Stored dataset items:

=======

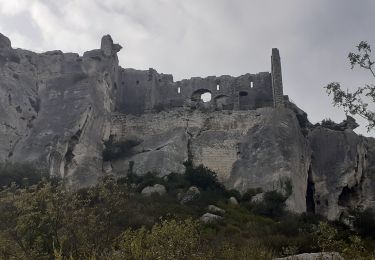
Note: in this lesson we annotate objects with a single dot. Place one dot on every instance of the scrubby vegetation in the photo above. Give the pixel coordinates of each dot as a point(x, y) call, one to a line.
point(112, 220)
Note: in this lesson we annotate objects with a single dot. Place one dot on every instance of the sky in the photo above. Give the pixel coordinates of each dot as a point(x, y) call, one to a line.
point(189, 38)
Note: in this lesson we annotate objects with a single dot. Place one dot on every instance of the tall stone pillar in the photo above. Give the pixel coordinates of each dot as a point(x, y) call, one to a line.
point(277, 81)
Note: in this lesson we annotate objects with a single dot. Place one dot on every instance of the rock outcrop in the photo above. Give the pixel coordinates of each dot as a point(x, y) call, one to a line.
point(55, 109)
point(60, 109)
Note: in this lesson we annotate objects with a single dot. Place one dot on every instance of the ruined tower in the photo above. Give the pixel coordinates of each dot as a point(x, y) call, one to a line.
point(277, 81)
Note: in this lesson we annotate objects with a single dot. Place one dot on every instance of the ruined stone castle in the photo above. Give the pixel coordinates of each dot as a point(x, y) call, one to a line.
point(148, 91)
point(60, 110)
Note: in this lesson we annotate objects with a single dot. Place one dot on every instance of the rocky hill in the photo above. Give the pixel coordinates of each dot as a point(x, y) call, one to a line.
point(84, 116)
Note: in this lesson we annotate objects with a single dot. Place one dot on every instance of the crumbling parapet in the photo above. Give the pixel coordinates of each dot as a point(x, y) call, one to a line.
point(277, 81)
point(108, 47)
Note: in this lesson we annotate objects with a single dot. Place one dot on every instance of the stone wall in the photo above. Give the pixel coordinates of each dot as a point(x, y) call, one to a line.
point(148, 91)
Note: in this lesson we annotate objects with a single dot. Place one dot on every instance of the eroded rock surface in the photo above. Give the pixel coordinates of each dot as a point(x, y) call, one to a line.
point(55, 109)
point(59, 109)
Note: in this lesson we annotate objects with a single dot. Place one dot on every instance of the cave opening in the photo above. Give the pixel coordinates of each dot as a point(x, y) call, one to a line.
point(310, 192)
point(347, 196)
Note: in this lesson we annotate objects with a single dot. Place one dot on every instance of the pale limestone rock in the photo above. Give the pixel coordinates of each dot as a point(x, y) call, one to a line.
point(314, 256)
point(208, 218)
point(157, 188)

=======

WHAT THE TASK REQUIRES:
Convert the data above into a two-column CSV with the columns "instruction" and "points," one row per instruction, placing the instruction text and its answer each in a single quoted field with any line breaks replaced by spaces. Omit the pictures from the output.

SOLUTION:
instruction,points
"Note: in this lesson we annotate objects with a single dot. Place one dot on every instance of the scrubby vegetation in the photo above. Give the pixel coordinates of each dot as a point(x, y) call, one to a line.","point(112, 220)"
"Note: in this lesson we annotate objects with a single dot. Place one dot on every instance of the sky in the photo above. Give the pixel coordinates of each dot as a point(x, y) call, one to a line.","point(189, 38)"
"Note: in this lesson we annotate objects with a single dot. Place one dot on every instance of the tall stone pillar in the photo above. Give the pixel coordinates of each dot as a point(x, y) call, one to a line.","point(277, 81)"
"Note: in this lesson we annotate objects with a single dot. Place one dot on every instance of the rock outcrop in the photo above. Give the pixel coordinates of each dot as a point(x, y) call, one to a line.","point(55, 109) point(60, 109)"
"Note: in this lesson we annotate objects with a single dot. Place one dot on every instance of the ruined tower in the photo above. Give the pixel coordinates of each dot as a point(x, y) call, one to a line.","point(277, 81)"
"Note: in this lesson we annotate objects with a single dot. Place one dot on every instance of the ruined stone castle in the photo above. Give the pixel coordinates of each dot as a point(x, y) call, one to a line.","point(148, 91) point(60, 110)"
"Note: in this lesson we annotate objects with a single dot. Place one dot on every instance of the rocky hill in the photo above. Give the pixel coordinates of each dot as a point(x, y) call, one to a line.","point(84, 116)"
"Note: in this lesson we annotate objects with a single dot. Place one dot on every instance of the crumbling parapet in the photo above. Give the pixel coordinates of each dot as a point(x, y) call, one to a line.","point(277, 81) point(108, 47)"
"Note: in this lesson we annotate objects with a single dot. Place one dot on every instance of the stone wall in the photo above. Give the pixel coordinates of each dot as a point(x, y) call, one to a line.","point(148, 91)"
"Note: in this lesson we annotate objects with a single dot. Place one dot on every instance of the eroded rock surface in the photo above. Give the pixel coordinates of each dot as a point(x, y) call, one to a line.","point(55, 109) point(59, 109)"
"Note: in this lesson we annotate objects with a single dot. Place one dot on every instance of the cave opening in the photo above. Give the pixel coordinates of each dot as a point(x, y) call, one to a line.","point(310, 192) point(347, 196)"
"Note: in this lesson we annotate objects with a single dot. Place one dot on every instance of the pale limestone rock in the photo above. Give the pixel coordinates of each dot as a point(x, y) call, one to a line.","point(314, 256) point(208, 218) point(157, 188)"